##### ROWS #####
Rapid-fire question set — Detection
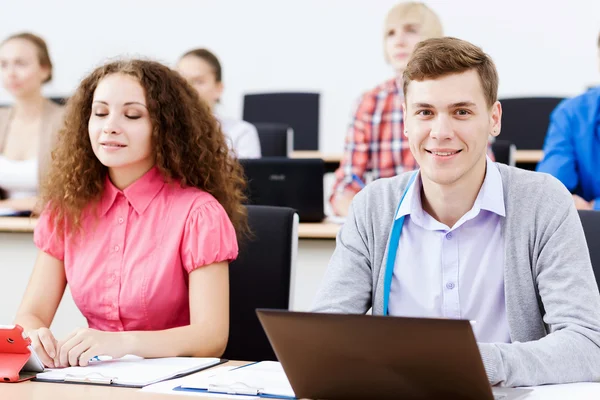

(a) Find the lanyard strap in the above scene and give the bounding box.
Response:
[383,172,418,315]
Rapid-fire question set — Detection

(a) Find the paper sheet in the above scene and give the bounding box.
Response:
[37,356,219,386]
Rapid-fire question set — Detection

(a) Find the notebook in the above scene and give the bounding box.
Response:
[36,356,225,388]
[173,361,295,399]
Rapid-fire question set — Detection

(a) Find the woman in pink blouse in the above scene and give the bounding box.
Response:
[15,60,247,367]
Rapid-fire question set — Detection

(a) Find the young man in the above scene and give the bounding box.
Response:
[314,38,600,386]
[537,31,600,210]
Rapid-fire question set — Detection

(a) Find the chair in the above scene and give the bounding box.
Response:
[492,139,517,167]
[223,206,298,361]
[242,93,320,150]
[500,97,564,150]
[253,122,294,157]
[579,210,600,290]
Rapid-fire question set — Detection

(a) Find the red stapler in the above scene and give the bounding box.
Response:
[0,325,44,382]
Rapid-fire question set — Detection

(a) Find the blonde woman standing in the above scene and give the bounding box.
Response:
[0,33,63,214]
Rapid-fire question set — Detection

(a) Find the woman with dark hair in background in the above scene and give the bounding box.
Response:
[0,33,64,215]
[177,49,261,158]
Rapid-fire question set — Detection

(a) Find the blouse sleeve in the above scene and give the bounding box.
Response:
[180,200,238,273]
[33,209,65,261]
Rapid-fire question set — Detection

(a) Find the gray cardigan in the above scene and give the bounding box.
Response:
[313,164,600,386]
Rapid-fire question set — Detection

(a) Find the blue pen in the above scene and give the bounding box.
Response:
[352,174,366,189]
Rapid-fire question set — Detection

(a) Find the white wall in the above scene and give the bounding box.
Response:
[0,0,600,152]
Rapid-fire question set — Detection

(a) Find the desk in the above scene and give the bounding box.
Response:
[291,150,544,164]
[298,222,342,239]
[0,361,247,400]
[0,361,600,400]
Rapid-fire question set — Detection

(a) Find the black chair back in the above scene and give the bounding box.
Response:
[500,97,564,150]
[579,210,600,290]
[492,139,517,167]
[253,122,294,157]
[223,206,298,361]
[242,93,320,150]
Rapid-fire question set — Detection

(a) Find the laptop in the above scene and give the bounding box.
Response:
[257,309,531,400]
[240,157,325,222]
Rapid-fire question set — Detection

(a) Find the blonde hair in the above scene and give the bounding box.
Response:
[383,1,444,61]
[0,32,52,83]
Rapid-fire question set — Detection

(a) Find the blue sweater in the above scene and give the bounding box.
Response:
[537,87,600,210]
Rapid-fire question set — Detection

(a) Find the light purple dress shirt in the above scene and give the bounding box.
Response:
[389,158,510,343]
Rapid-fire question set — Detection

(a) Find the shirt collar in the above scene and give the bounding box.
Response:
[396,157,506,222]
[100,166,165,217]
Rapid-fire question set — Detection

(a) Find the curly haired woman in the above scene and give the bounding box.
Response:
[15,60,247,368]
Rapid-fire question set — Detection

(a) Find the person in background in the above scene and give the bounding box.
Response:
[0,33,64,212]
[330,2,443,216]
[537,32,600,210]
[177,49,261,158]
[15,60,248,367]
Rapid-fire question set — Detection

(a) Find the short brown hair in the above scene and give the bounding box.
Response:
[181,49,223,82]
[402,37,498,107]
[2,32,52,83]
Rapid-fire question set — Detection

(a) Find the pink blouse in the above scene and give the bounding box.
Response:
[34,167,238,331]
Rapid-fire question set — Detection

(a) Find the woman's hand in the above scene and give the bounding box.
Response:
[55,328,129,367]
[27,328,58,368]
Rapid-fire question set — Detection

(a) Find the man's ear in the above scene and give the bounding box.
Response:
[402,100,408,138]
[490,101,502,137]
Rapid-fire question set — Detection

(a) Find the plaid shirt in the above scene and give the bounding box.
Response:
[333,79,418,194]
[331,79,494,200]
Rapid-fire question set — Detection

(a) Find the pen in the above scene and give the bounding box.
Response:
[90,356,112,361]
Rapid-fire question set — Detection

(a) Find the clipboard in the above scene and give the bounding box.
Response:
[0,325,44,382]
[173,361,296,399]
[34,356,228,388]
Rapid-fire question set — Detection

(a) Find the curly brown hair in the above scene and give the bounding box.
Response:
[41,59,248,240]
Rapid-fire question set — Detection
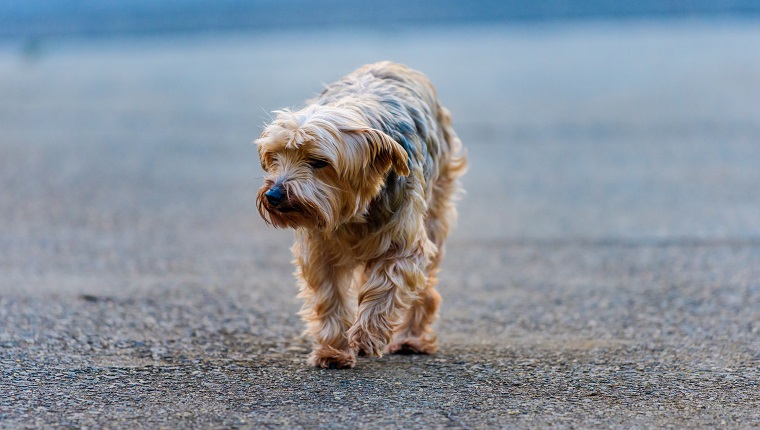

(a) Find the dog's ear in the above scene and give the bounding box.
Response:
[361,128,410,176]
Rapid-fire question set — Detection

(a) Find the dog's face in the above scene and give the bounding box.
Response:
[256,105,409,231]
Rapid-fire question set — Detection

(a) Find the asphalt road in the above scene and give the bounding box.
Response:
[0,21,760,429]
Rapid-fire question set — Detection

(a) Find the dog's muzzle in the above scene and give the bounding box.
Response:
[264,185,296,213]
[264,185,285,207]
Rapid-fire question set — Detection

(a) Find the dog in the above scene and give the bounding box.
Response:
[255,61,467,368]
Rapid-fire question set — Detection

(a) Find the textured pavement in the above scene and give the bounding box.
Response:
[0,21,760,428]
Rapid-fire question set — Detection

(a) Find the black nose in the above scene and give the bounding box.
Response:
[264,186,285,206]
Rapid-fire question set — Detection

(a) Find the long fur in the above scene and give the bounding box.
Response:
[256,62,467,368]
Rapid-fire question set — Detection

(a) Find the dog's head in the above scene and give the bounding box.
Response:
[256,105,409,231]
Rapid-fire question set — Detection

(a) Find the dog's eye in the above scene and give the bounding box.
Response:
[309,158,330,169]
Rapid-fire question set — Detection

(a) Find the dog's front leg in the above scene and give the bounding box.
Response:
[293,243,356,369]
[348,252,427,356]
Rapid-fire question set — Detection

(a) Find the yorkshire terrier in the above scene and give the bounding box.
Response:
[256,61,467,368]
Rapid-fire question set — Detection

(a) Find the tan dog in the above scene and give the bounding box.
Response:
[256,62,467,368]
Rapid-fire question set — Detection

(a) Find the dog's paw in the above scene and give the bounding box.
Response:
[309,345,356,369]
[385,337,438,355]
[348,326,386,357]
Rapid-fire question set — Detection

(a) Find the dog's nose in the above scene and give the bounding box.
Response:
[264,186,285,206]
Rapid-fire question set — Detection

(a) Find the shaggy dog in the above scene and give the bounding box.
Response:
[256,62,467,368]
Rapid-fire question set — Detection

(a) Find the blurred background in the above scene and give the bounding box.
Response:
[0,0,760,262]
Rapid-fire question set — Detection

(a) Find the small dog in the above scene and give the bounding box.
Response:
[255,62,467,368]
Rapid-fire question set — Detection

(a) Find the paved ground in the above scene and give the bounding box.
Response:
[0,22,760,428]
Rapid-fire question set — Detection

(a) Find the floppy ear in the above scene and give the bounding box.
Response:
[360,128,410,176]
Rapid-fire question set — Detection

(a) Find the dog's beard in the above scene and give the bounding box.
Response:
[256,181,340,231]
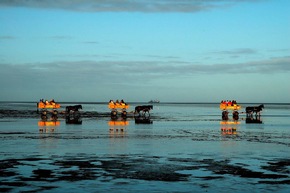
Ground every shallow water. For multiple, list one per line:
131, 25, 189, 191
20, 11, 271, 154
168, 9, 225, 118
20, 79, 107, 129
0, 103, 290, 192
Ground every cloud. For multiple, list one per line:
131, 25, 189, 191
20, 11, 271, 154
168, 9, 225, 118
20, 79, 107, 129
212, 48, 257, 55
0, 56, 290, 86
0, 0, 261, 12
48, 35, 72, 40
0, 56, 290, 100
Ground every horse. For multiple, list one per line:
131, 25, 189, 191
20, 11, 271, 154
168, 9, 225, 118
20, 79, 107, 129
65, 105, 83, 113
134, 105, 153, 116
246, 104, 264, 116
222, 111, 229, 121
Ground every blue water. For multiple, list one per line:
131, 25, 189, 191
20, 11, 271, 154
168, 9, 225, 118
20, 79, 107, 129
0, 103, 290, 192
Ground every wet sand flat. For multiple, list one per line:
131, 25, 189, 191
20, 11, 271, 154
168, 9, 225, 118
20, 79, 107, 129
0, 103, 290, 192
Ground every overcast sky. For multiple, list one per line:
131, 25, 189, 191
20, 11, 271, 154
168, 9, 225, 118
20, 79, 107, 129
0, 0, 290, 103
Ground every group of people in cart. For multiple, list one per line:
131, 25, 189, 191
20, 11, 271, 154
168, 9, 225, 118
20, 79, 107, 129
221, 100, 238, 106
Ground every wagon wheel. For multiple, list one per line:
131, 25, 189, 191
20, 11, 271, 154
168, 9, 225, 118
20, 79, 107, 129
111, 110, 117, 117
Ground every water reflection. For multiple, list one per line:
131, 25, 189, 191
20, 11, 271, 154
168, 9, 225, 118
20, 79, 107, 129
108, 118, 129, 137
38, 119, 60, 133
220, 120, 241, 135
135, 116, 153, 124
65, 115, 83, 125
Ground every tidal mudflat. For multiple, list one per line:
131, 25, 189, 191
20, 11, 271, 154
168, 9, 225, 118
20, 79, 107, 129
0, 104, 290, 192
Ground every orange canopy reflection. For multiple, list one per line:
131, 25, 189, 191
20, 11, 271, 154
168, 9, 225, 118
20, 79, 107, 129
108, 120, 129, 126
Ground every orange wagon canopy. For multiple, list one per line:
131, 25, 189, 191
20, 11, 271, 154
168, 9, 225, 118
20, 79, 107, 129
37, 99, 60, 109
108, 100, 129, 109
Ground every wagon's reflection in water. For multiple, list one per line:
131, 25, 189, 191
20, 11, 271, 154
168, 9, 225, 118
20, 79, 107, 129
220, 120, 241, 135
38, 119, 60, 133
108, 118, 129, 137
65, 115, 83, 125
246, 116, 263, 124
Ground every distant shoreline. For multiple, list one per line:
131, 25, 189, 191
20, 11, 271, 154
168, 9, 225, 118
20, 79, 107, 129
0, 101, 290, 105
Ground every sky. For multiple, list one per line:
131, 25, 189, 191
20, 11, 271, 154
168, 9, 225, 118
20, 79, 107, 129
0, 0, 290, 103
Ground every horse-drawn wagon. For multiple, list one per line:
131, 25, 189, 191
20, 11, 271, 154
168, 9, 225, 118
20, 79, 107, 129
37, 99, 60, 119
220, 100, 241, 120
108, 100, 130, 118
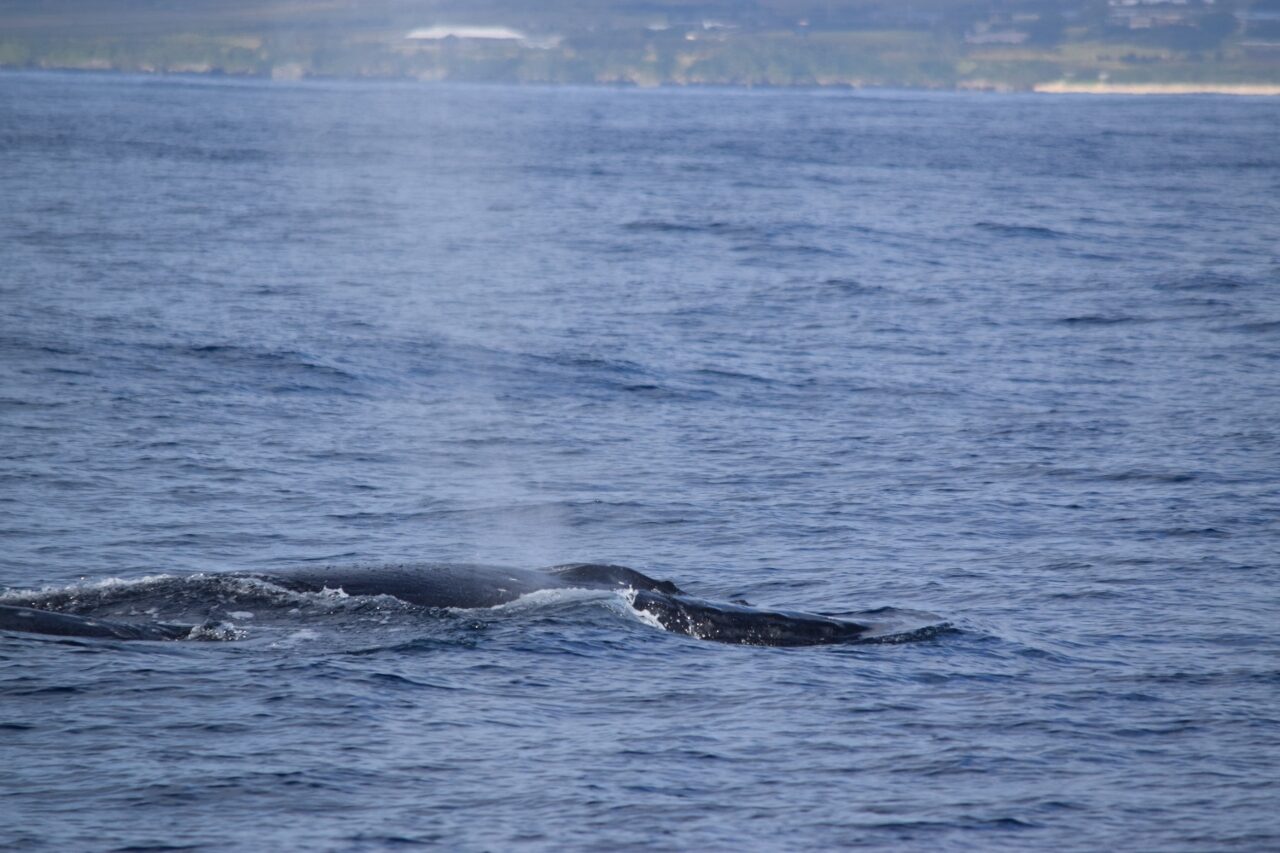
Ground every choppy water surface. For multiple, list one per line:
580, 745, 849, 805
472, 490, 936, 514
0, 74, 1280, 850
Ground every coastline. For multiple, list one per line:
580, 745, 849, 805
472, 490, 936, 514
1032, 81, 1280, 97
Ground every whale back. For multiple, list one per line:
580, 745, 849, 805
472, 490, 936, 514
547, 562, 682, 596
259, 564, 571, 608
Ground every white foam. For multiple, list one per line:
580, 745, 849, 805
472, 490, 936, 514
463, 587, 614, 612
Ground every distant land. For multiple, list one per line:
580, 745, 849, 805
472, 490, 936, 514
0, 0, 1280, 95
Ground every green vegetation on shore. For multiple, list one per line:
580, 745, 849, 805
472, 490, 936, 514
0, 0, 1280, 90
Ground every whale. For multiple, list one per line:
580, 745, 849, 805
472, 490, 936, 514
0, 562, 872, 647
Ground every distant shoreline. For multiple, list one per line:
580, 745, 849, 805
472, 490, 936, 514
0, 65, 1280, 97
1033, 81, 1280, 97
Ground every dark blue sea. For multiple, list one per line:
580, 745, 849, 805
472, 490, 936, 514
0, 73, 1280, 850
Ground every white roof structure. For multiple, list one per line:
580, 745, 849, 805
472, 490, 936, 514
404, 26, 525, 41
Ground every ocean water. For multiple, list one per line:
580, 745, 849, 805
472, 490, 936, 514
0, 73, 1280, 850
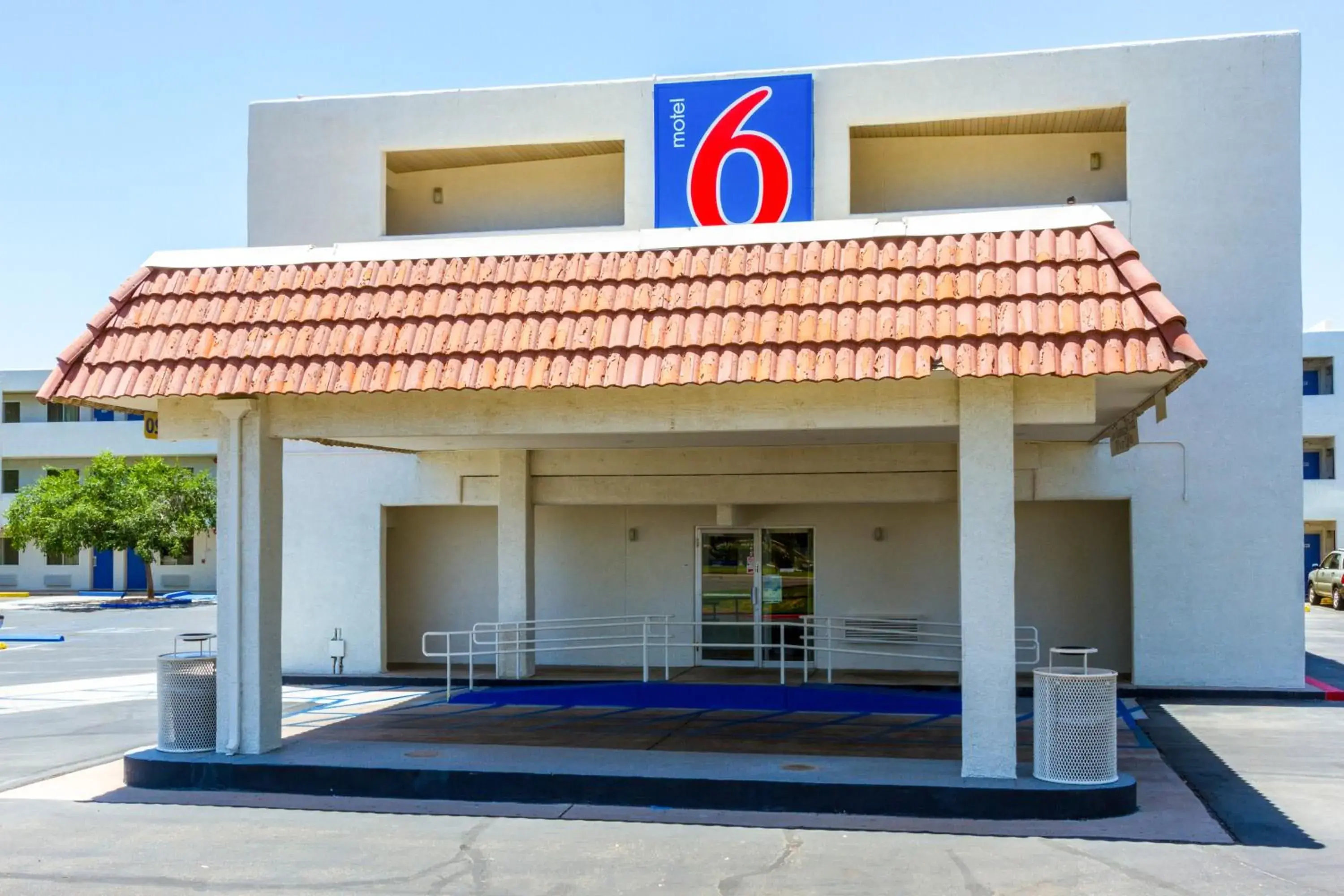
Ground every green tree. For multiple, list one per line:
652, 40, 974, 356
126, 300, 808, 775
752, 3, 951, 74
5, 451, 215, 599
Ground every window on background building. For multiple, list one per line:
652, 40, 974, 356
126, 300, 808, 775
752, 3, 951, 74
160, 544, 196, 567
1302, 438, 1335, 479
1302, 358, 1335, 395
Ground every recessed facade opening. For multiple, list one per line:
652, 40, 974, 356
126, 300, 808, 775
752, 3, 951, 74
386, 140, 625, 237
849, 106, 1128, 215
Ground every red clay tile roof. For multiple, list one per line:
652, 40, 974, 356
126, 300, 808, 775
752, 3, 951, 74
40, 224, 1204, 403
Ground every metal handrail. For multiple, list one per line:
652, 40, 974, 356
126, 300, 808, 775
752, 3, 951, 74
421, 614, 1040, 697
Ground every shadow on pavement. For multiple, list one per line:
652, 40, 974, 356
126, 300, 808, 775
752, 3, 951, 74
1138, 698, 1322, 849
1306, 653, 1344, 688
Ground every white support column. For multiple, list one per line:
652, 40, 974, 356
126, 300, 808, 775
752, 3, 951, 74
495, 450, 536, 678
957, 378, 1017, 778
215, 399, 284, 754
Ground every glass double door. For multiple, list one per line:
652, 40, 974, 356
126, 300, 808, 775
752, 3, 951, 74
695, 528, 816, 666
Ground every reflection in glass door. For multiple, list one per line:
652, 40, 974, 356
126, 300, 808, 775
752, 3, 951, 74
699, 529, 757, 665
761, 529, 816, 662
696, 528, 816, 665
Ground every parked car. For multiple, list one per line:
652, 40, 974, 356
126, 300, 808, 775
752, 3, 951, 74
1306, 551, 1344, 610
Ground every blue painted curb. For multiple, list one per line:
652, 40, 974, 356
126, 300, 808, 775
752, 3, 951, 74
452, 681, 961, 716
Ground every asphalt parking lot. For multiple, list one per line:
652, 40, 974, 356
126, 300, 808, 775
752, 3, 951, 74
0, 600, 215, 790
0, 607, 1344, 896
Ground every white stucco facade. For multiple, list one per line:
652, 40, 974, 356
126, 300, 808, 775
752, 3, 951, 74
34, 34, 1305, 778
228, 34, 1310, 688
0, 371, 215, 592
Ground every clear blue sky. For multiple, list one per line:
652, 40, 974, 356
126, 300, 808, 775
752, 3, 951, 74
0, 0, 1344, 370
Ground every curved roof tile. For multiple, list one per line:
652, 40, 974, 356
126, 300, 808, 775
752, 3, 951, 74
40, 224, 1206, 403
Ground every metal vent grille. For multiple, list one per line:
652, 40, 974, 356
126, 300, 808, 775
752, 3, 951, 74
844, 616, 919, 643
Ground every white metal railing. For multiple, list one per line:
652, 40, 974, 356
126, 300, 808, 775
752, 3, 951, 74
802, 615, 1040, 681
421, 614, 1040, 696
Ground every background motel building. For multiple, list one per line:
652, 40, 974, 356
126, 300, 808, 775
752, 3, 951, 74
0, 371, 216, 594
1302, 321, 1344, 586
42, 34, 1304, 776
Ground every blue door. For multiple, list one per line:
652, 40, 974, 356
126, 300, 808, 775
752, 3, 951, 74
93, 551, 112, 591
1302, 532, 1321, 579
126, 551, 146, 591
1302, 451, 1321, 479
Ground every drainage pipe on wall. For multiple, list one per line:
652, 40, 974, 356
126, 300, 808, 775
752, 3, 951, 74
220, 401, 253, 756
#####
◆ **EXERCISE DIRECTIONS**
Can you write out the records again, starting at the very beginning and ending with the line that contains "[537,31,600,210]", with every bounding box coordinate in the answers shifted up by 20, the requests kept in, and the pictures left out?

◆ **REPLY TO THE EXERCISE**
Rapid-fire question set — Detection

(a) Find the lanyard strap in the above scene and give the bounding box.
Response:
[403,192,438,335]
Rapid-fire question set — Detection

(a) Find the paper sheet in the above scene and give the bounding box.
Response:
[57,376,239,406]
Rapid-fire question set — Detection

(a) Find the notebook in the above scene and give the bounding box.
Response:
[56,376,245,408]
[193,381,315,419]
Rapid-fire question set — Detection

(a) Find the woman in pink blouse in the above scene and give the bounding box.
Response:
[35,80,267,387]
Rapid-fire question set — Detection

(a) Find the young man in the above scene and give the bounding box.
Response:
[334,58,620,406]
[557,51,620,230]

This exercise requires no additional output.